Without the pictures, output the records below word for word.

DATA FOR ANALYSIS —
━━━━━━━━━━━━━━━━━━━━━━━━━━━━━━
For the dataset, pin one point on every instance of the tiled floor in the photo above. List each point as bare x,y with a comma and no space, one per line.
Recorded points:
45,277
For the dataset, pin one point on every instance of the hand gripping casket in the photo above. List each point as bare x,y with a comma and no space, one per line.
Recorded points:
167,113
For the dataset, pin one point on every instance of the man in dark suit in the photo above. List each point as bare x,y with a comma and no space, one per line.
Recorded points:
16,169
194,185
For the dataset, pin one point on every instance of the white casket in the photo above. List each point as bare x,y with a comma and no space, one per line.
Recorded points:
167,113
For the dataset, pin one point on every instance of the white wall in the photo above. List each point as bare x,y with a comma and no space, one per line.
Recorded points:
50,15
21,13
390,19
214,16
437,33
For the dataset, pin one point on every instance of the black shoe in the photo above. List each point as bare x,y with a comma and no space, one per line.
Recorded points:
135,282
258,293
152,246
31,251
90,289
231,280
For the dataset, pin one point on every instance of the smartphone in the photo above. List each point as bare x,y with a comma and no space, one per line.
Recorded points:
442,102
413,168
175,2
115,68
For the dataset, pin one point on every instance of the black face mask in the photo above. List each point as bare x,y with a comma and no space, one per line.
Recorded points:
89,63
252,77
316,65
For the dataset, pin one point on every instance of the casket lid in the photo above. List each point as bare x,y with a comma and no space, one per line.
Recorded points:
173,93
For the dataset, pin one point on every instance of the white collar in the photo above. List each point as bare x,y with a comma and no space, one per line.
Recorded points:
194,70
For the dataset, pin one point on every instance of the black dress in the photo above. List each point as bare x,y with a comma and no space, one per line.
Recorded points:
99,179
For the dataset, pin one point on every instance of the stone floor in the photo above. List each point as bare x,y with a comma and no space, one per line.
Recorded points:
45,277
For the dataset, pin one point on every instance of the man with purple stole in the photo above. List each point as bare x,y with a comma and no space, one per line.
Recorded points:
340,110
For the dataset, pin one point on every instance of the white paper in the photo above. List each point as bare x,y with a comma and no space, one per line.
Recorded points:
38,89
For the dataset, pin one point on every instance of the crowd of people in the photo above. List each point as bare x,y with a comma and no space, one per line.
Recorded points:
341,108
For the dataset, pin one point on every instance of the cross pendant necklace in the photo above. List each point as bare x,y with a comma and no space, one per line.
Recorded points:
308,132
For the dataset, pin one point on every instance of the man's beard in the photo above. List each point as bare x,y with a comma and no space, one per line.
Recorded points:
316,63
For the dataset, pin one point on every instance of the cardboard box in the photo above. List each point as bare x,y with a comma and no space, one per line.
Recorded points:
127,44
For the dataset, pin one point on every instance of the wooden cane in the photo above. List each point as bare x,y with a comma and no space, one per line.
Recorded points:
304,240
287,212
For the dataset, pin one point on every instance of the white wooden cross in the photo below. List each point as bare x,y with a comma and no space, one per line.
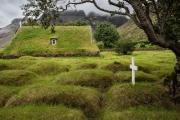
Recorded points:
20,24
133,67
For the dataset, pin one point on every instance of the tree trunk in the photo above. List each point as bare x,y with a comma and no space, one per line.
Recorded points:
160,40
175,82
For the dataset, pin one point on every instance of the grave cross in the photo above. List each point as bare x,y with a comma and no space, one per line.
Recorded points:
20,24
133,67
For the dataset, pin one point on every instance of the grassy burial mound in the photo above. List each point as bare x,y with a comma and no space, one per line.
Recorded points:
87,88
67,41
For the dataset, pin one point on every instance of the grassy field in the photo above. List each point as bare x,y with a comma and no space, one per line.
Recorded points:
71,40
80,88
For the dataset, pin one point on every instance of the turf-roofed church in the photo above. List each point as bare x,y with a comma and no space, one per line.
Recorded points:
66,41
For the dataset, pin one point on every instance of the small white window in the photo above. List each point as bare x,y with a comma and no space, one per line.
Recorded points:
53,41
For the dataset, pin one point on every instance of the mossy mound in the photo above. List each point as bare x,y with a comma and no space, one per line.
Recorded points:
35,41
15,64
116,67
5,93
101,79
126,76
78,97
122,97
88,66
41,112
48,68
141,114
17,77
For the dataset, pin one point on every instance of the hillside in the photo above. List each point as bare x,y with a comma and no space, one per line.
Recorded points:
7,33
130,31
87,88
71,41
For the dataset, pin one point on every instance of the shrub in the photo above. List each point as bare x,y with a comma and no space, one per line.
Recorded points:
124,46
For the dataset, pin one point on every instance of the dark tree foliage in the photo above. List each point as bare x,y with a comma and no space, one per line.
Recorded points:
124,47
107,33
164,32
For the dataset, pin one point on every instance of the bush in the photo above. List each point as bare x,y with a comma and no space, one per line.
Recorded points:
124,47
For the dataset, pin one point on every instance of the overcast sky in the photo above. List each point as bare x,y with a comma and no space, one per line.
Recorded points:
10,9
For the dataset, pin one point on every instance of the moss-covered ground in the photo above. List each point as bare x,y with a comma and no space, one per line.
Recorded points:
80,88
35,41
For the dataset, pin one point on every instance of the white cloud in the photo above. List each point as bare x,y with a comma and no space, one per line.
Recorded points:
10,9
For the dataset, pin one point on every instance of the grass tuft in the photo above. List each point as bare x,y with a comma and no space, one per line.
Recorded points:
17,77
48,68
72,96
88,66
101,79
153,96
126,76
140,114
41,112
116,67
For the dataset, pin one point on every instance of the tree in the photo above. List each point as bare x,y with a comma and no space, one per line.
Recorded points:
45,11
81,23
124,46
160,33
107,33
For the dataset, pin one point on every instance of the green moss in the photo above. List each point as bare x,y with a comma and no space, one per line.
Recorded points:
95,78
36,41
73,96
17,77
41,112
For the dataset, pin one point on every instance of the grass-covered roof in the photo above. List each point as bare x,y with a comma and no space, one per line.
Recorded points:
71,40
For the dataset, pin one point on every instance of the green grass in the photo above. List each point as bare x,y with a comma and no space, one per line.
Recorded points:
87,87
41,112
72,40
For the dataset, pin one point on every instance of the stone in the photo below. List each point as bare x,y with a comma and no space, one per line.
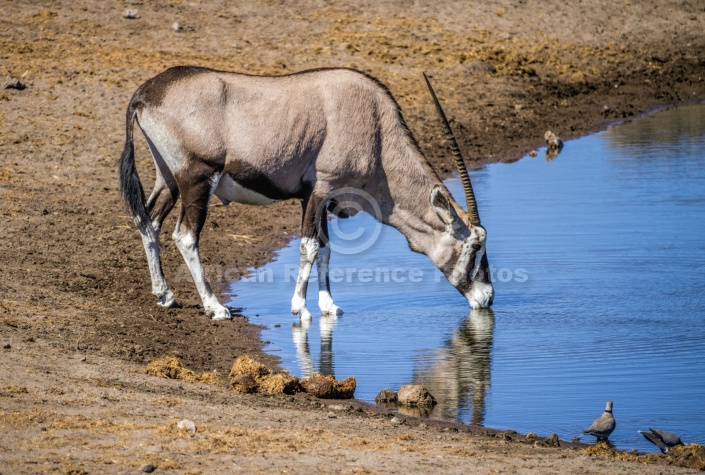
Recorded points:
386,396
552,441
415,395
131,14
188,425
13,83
━━━━━━━━━━━━━━━━━━━━━━━━━━━━━━
ANSWER TO THIS PROBLEM —
For the dataset, pin one point on every instance of the tiled floor in the photo above. List each point as bare x,y with a comma and no space, one per line.
Recorded points:
45,277
For the dataset, pin one point on every instance of the hand gripping casket in the photo above. List each point as bare x,y with a comma and no space, one per line.
Recorded points:
167,113
For the dataset, pin one point on every instance of the man in dark suit in the photo above. List each point as bare x,y with a comma and no space, one per line.
Recorded points:
16,169
194,185
For the dataset, pin one point on every instance of the white casket in the photo above. List each point as bare x,y with a comma and no space, one per line.
Recorded points:
167,113
For the dataset, pin one point on every instance of the white wall in the photo above. List each point as bare x,y with a comma and no space, one per line.
Recorded points:
50,15
21,13
390,19
214,16
437,33
For the dataset, pin one point on every instance of the black shoe in the photo above. List each point as bare x,y with a comma and no space, one per line.
Recorded points:
135,282
258,293
152,246
31,251
90,289
231,280
For the dataset, pin one point on every instance of the smartphone in the photo above. List each point as bare x,y with a comma and no space, one per line.
Recorded points:
442,102
413,168
175,2
115,68
For the dataset, pin one point on every instance of the black face mask in the photo above. List each point as bare x,y with a comma and no space, one per line.
Recorded points:
89,63
252,77
316,65
For the dataset, pin one point on every instance of the casket lid in the photo above. List each point as bare x,y with a comma and no space, one per line.
Recorded points:
173,93
For the dataset, pin one point on every instance of the white collar in the photo above. List each point as bare x,y with a comma and no space, one per line.
Recorded points:
194,70
For the dataset, pin one point on every instance of the black dress in the photo above. List each point as bare x,y with a comma and no space, one per line.
Recorded points:
99,179
For the dataset, pin one point on every instance of the stone floor in the photo above. List each point as bare x,y with a comma and no space, one per line.
Recorded points:
45,277
For the dataset, pin one point on every instance of the man with purple stole in the photo above. List each point as bare x,y with a comma and no space, one per line.
Recorded points:
340,110
For the dataset, pin one point on every instance of the white paper in the photo above. List each point as bare x,y with a comma and no space, one per line.
Recorded points:
38,89
For the dataset, pin one point on every instance of the crowd of people in the photo above. List each point as bare x,y with a comma and no space, one per line.
Recorded points:
341,108
For the dataset, pin one point on every instance of the cross pendant necklace in the photo above. List each point as bare x,y with a comma and no space, one per line.
Recorded points:
308,132
For the dataset, pin one point on every instance of the man's beard in the photo above. List each point as bare x,y with a comma and no space, one per line.
Recorded points:
316,63
For the dataset, pin one point on every instance of the cardboard box in the photo above. List each point as bare x,y with a comma and no space, one per line.
Recorded points:
127,44
For the dataset, pin one point on every instance of the wooden cane in the photo above. List each point as bare x,y with a comma and no space, one per line.
Recorded points:
304,240
287,212
For the dataset, pin one point on every instance of the white wooden cross in the photo below. List each point as bare x,y with a comma and no space, one per line.
Recorded points:
20,24
133,67
For the dataset, pin one point on every instance of the tree trunk in the photo above. List each point as bare x,y with a comma and no space, one per line.
Recorded points:
160,40
175,82
For the dataset, pin one point on every instance of the grave cross in the photo above. List each point as bare x,y with a comma and no space, one per line.
Recorded points:
20,24
133,67
For the dataset, pin one point on every instance of the grassy burial mound in the photo above. List each point as bare x,y with a comma and no space, one per line.
Recorded points:
87,88
67,41
For the dataset, pin one point on every instance of the grassy field in the photo above. List each point as bare x,y with a comma and no space, one per line.
Recorded points:
71,40
80,88
For the dataset, pin one point on every instance of the turf-roofed church in the photo above. List each point as bare x,y with a comma and no space, one per line.
Recorded points:
66,41
For the dataset, pin one point on every instance of the small white window in the photo above. List each point as bare x,y with a comma and no space, one per line.
Recorded points:
53,41
For the dataset, pin one point on every instance of the mossy mound in the photo above. List each point as bare x,y with a comma and no space, one per line.
Recorded points:
35,41
15,64
116,67
5,93
101,79
126,76
78,97
122,97
88,66
41,112
48,68
141,114
17,77
For the dataset, pin one point on every instance of the hillside in the photo above. List each point as bare x,y with a comma and no space, one per line.
Recorded points:
7,33
130,31
87,88
71,41
For the dataset, pin one point on every instance of the shrub in the photo above. List each point as bare x,y with a comma and no space, one per line.
Recorded points:
124,46
For the dataset, pin one point on every instance of the dark tree foliage in the photo above. List each point as bare x,y with a comma and no space, one per line.
Recorded points:
124,47
107,33
164,32
For the dataset, pin one point on every instance of the bush in the photo above. List each point as bare x,y with a comma and no space, one per line.
Recorded points:
124,47
For the dataset, pin one point on every instance of the overcast sky in the photo above. List each point as bare x,y with a comma and no space, one per line.
Recorded points:
10,9
For the dataset, pin one point on every instance of the moss-covered ground in the photo above. List each point as bare x,y with a comma and no space, one per line.
Recorded points:
80,88
35,41
For the dataset, pin one point on every instance of the white cloud in the photo above. List each point as bare x,y with a comma and no space, one per line.
Recorded points:
10,9
For the dataset, pin one point on every instance of the grass tuft in the photo above. List each point as bare x,y with a comma and no space, one per line.
Recorded points:
17,77
48,68
72,96
88,66
101,79
153,96
126,76
140,114
41,112
116,67
For the dataset, pin one point on every instance of the tree in the photo above. List each point as bare x,y with a comma and no space, one per line.
Recorded points:
45,11
81,23
124,46
160,33
107,33
For the dataset, pin one point on every instance of the green moss in the photo above. List each point as bare x,y with a comma and no space, one per line.
Recorded points:
95,78
36,41
73,96
17,77
41,112
For the dataset, pin one point on every instance of the grass-covered roof in the photo above. List each point as bare x,y with a comma and no space, one per line.
Recorded points:
71,40
For the dataset, pin one point on every instance of the green grass in the photo above. List each point as bare x,y with a comma and no space, one per line.
Recorded points:
87,87
41,112
72,40
For the dataset, pin one point on every instance of the stone in the photo below. List each point as bare x,y with a comma and no space, one per line.
Recorded points:
386,396
552,441
415,395
131,14
188,425
13,83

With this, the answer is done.